Theory to Practice, a national project, tackled a problem that is not unique to conflict management but which has particularly serious consequences in a rapidly developing field: a disconnection between what people who see themselves as “doers” know, or think they know, and what those who see themselves as researchers and “idea people” know, or think they know. 

Chris Honeyman, managing partner of Convenor, was the project’s director and principal investigator. The project set out to develop more sophisticated and more consistent linkages between these two broad groups. The project was generously funded by the William and Flora Hewlett Foundation for an initial two-year term (1997-99), and in 1999 the Foundation awarded a major grant for a further three years. In 2002 the project was succeeded by the Broad Field project.

Selected Publications

Here There Be Monsters, by Christopher Honeyman, Bobbi McAdoo and Nancy Welsh (with dozens of colleagues participating), draws together what we have learned in years of work on creating better integration of scholars’ and practitioners’ knowledge across the conflict resolution field. It became the principal article in The Conflict Resolution Practitioner, a monograph published by the Office of Dispute Resolution, Supreme Court of Georgia to highlight the need for integration of scholarship and practical wisdom in conflict resolution.

Cracking the Hard-Boiled Student is a nuts-and-bolts description of experiments at the U.S. Department of Justice that led to creation of exercises that “get across” important social psychology findings — relevant to practice, yet rarely read by practitioners. By Jeffrey M. Senger and Christopher Honeyman, and published in the monograph described above, The Conflict Resolution Practitioner.

Not Quite Protocols: Toward Collaborative Research in Dispute Resolution describes one of the Theory to Practice project’s “moveable feasts” — an effort to start to define terms on which scholars and practitioners might work together more productively, in the face of working environments on both sides whose influence can be insidious. By Christopher Honeyman, Barbara McAdoo and Nancy Welsh, with 21 colleagues. This article was first published in Conflict Resolution Quarterly, Fall 2001.

Have Gavel, Will Travel: Dispute Resolution’s Innocents Abroad describes another moveable feast, to begin to examine the risks created by American conflict resolution practitioners and scholars working abroad — often, in cultures they don’t take the time to understand. By Christopher Honeyman and Sandra Cheldelin. The article later influenced the Rethinking Negotiation Teaching project. This article was originally published in Conflict Resolution Quarterly, Spring 2002. 

The Wrong Mental Image of Settlement discusses a distortion in what people think “settlement” means — a distortion that has serious consequences for the field. By Christopher Honeyman. This article was originally published in Negotiation Journal, January 2001.

System Disorders: Trying to Build Resolution into Managed Care is the report of another “moveable feast” — this time, examining the huge but often hidden problems created by disputes among health care professionals as well as between HMOs and their plan participants. By Brad Honoroff and Christopher Honeyman. This article was first published in Alternatives, October 2001.

Guide to Dispute Resolution Practitioners and Researchers (no longer available).

_Written instruction 1_:
According to the Theory to Practice text, which foundation funded the project?
_Written instruction 2_:
Extend the Theory to Practice text with a further passage that picks up after its final line.
The material has no connection to the Theory to Practice text.

_Material provided_:
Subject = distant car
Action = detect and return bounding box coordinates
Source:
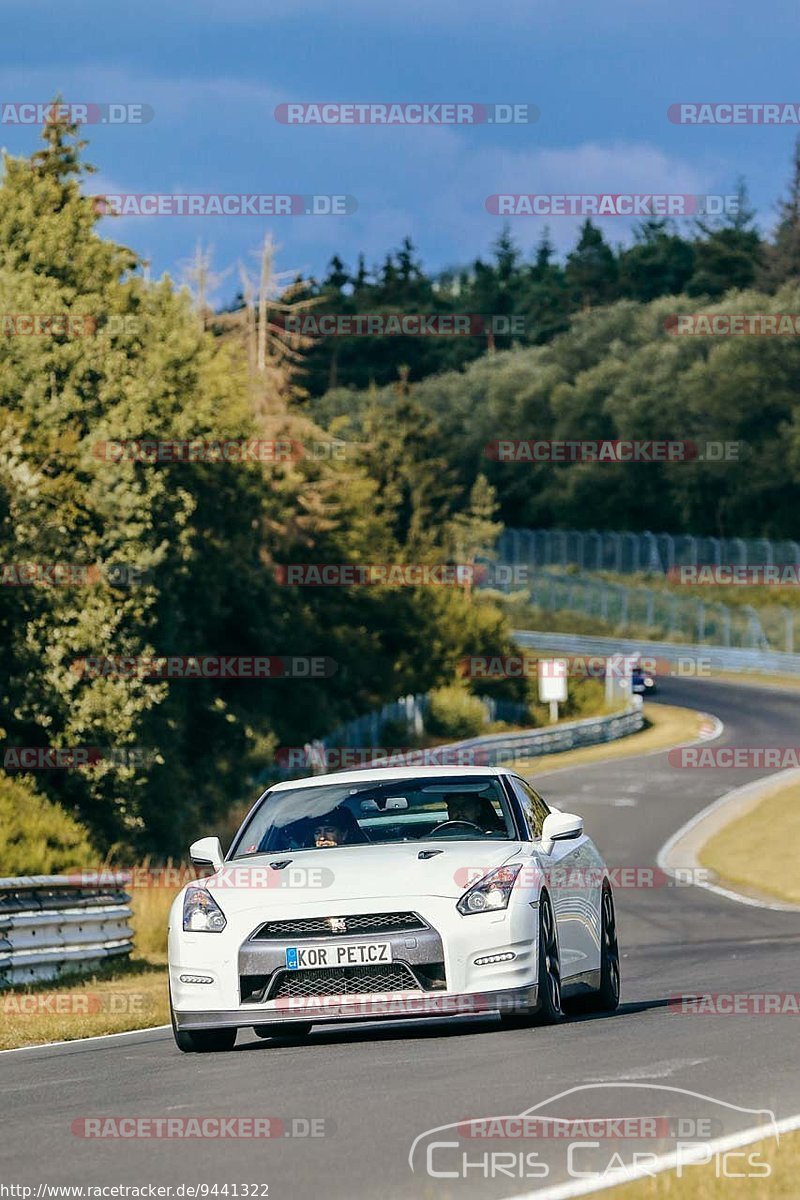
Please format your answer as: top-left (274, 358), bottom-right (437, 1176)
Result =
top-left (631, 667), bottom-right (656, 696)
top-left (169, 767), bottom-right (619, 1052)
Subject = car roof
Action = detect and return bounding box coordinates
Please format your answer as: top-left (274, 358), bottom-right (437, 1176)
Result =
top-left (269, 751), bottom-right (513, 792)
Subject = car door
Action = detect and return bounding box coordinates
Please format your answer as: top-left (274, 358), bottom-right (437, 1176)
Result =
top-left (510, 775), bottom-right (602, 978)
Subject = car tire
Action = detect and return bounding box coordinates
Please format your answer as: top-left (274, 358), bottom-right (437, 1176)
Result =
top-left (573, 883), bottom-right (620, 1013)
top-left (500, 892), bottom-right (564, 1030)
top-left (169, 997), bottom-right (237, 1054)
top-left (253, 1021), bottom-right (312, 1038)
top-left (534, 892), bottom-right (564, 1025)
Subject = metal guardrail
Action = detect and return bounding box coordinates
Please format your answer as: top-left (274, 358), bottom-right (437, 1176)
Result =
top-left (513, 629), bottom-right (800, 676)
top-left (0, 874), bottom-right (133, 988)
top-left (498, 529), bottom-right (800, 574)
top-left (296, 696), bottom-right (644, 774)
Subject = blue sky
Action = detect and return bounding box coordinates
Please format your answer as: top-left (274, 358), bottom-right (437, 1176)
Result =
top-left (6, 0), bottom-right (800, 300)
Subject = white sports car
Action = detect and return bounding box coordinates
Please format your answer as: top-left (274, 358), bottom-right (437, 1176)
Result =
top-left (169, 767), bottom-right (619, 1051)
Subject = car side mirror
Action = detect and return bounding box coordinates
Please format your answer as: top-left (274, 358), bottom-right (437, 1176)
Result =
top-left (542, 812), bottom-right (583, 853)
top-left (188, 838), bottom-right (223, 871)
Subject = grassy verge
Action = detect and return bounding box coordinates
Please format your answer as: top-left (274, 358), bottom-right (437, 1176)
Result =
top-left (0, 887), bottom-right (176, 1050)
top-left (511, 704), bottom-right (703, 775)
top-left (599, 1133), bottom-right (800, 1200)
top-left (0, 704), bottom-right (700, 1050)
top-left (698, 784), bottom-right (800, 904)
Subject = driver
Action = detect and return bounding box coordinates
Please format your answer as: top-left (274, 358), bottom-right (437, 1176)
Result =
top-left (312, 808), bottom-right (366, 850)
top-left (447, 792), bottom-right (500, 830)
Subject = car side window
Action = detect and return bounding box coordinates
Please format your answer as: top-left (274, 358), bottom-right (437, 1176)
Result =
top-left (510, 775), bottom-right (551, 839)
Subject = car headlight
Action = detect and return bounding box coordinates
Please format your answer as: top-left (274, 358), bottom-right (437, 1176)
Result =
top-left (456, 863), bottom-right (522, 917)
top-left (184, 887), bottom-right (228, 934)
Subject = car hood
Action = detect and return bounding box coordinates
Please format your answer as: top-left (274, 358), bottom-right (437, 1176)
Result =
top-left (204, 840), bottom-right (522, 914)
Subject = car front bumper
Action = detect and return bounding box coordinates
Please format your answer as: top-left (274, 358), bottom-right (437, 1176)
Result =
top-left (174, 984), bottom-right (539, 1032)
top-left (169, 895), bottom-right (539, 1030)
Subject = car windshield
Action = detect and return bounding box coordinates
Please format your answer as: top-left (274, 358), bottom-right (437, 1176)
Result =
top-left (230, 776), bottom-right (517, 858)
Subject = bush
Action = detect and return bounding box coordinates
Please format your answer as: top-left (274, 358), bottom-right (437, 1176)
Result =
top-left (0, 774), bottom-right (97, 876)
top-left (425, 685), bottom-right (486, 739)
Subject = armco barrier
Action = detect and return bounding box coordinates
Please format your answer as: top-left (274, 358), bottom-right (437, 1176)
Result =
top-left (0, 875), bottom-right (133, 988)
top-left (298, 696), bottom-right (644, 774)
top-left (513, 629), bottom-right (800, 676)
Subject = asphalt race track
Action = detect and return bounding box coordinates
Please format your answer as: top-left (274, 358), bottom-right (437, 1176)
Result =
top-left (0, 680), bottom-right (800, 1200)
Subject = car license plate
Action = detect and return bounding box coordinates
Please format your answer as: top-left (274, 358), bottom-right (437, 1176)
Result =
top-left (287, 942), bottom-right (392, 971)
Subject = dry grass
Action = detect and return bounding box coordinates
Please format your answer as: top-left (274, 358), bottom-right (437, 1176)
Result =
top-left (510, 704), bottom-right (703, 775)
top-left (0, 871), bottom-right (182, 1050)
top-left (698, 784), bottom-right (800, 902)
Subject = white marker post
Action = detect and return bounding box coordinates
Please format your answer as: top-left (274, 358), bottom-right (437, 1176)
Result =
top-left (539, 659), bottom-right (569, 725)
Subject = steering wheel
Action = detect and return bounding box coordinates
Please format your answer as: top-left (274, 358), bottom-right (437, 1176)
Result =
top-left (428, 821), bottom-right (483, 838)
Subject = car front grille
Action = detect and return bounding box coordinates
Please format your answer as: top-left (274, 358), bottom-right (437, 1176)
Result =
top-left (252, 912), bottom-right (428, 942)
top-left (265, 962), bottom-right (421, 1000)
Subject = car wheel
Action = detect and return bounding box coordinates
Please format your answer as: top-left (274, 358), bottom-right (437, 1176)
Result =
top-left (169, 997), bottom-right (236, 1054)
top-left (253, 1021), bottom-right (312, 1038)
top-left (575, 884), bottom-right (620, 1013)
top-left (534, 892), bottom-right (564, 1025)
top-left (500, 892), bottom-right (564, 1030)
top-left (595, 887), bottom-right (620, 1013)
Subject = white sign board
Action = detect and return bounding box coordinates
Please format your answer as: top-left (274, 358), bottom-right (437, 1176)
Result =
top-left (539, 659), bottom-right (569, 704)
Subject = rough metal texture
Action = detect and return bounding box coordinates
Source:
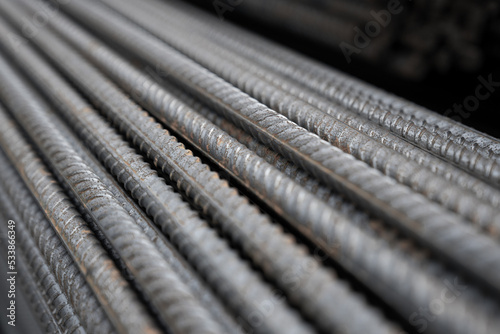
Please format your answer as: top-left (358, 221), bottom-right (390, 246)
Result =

_Exercise response 1_:
The William and Flora Hewlett Foundation.

_Exercise response 2_:
The project created the most thorough directory of sophisticated mediators and other neutrals in the field. After publishing two editions on paper, the third edition (2001, and maintained for years, but no longer current) was incorporated into the CRInfo database. It included a “reverse directory” of highly regarded scholars and researchers willing to hear from practitioner groups, and a cross-index intended to serve, in effect, as the field’s first speaker’s bureau.

ADR Practitioners and Researchers in a “Moveable Feast”
This article by Chris Honeyman describes why it was necessary to invent a new kind of encounter to get some key discussions going seriously. It appeared in the June, 1999 issue of Alternatives to the High Costs of Litigation (CPR, New York).

Theory v. Practice in Dispute Resolution
The initial article describing the Theory to Practice project was published in the July-August 1997 issue of Alternatives to the High Cost of Litigation, the newsletter of the CPR Institute for Dispute Resolution, New York. The version shown here has been slightly updated.

A special issue of Mediation Quarterly on the project appeared in Summer 1998. For the first time, this juxtaposed significant scholarly analyses of particular aspects of dispute resolution with the reactions of expert practitioners. Frames of Reference is Christopher Honeyman’s anchor article in the special issue, and discusses some psychological disincentives that impede communication between scholars and practitioners.

Not Good For Your Career
This Honeyman article explores some of the disincentives practitioners and academics face when contemplating working together. Published January 1998 in Negotiation Journal.

Confidential, More or Less
This short Honeyman article on the disparity between both the academic and the usual practitioner perceptions of what can be kept confidential in mediation, and the realities, was published in the American Bar Association’s Dispute Resolution Magazine (January 1999, pp. 12-13.)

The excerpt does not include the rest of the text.